* MATERIALS PROVIDED
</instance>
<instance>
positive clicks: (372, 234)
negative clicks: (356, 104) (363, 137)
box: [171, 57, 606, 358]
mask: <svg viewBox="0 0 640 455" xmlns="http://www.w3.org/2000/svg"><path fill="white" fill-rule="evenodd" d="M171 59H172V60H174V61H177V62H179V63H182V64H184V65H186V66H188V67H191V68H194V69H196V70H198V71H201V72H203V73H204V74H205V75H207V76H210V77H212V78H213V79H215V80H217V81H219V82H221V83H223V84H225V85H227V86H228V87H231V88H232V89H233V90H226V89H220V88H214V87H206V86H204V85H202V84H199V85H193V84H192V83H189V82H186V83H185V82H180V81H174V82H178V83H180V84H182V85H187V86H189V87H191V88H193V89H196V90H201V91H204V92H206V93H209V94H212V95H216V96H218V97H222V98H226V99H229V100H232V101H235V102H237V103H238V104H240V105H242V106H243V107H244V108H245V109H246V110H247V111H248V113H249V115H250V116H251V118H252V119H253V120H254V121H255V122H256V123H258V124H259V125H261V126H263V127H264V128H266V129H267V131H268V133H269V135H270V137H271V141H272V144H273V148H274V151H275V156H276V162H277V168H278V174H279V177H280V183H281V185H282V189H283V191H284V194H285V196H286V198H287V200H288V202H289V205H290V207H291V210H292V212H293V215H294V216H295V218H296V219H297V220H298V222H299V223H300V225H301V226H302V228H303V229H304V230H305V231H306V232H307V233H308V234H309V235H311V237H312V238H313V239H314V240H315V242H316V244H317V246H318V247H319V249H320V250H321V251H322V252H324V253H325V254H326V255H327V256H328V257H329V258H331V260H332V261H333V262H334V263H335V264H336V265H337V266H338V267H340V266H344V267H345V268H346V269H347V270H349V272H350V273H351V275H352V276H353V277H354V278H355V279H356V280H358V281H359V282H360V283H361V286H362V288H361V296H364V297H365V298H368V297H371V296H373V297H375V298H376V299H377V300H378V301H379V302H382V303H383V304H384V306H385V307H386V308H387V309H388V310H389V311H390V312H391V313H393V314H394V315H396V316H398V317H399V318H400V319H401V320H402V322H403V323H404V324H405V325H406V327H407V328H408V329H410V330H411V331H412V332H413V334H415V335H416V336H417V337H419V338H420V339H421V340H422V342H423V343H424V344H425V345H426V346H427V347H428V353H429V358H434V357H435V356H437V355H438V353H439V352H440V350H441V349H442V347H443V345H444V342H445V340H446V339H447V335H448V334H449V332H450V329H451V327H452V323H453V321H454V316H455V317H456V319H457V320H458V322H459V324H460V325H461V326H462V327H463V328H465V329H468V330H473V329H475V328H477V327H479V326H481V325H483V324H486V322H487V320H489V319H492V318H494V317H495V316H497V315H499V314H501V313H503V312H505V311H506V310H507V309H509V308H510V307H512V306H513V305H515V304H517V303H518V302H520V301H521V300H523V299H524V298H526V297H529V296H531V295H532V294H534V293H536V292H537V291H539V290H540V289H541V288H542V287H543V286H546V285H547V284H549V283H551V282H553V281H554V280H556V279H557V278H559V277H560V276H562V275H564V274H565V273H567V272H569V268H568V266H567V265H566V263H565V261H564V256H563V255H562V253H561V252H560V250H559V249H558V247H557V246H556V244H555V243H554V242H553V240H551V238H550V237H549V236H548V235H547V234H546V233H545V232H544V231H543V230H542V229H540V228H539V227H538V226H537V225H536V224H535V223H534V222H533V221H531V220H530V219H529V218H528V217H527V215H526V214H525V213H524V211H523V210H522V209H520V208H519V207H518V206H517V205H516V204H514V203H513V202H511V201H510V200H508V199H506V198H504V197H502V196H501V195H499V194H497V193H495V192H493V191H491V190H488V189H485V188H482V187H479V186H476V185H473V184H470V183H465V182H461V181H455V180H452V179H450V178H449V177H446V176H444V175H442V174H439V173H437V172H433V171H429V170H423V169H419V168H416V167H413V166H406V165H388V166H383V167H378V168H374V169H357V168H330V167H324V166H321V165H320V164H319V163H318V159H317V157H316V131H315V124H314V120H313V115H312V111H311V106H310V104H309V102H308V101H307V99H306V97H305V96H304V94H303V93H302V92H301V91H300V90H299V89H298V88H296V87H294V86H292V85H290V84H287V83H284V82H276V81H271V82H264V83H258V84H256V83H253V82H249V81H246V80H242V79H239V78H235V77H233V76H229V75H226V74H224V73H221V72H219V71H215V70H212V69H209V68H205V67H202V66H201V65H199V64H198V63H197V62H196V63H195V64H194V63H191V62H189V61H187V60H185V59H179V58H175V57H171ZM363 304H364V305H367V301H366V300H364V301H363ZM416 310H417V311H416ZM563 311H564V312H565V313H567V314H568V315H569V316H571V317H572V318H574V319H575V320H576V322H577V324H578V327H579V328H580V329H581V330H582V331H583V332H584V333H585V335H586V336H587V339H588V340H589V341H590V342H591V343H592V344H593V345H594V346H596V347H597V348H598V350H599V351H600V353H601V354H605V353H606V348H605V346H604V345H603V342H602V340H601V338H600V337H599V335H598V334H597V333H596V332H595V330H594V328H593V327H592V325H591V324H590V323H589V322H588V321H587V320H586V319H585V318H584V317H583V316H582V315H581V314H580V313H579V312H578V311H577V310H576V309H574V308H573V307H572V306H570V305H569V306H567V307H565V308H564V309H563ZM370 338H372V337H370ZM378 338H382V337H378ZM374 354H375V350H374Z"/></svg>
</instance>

* WHAT THIS TASK INVOLVES
State only how many lines above hold the string "clicks".

* TASK SOLUTION
2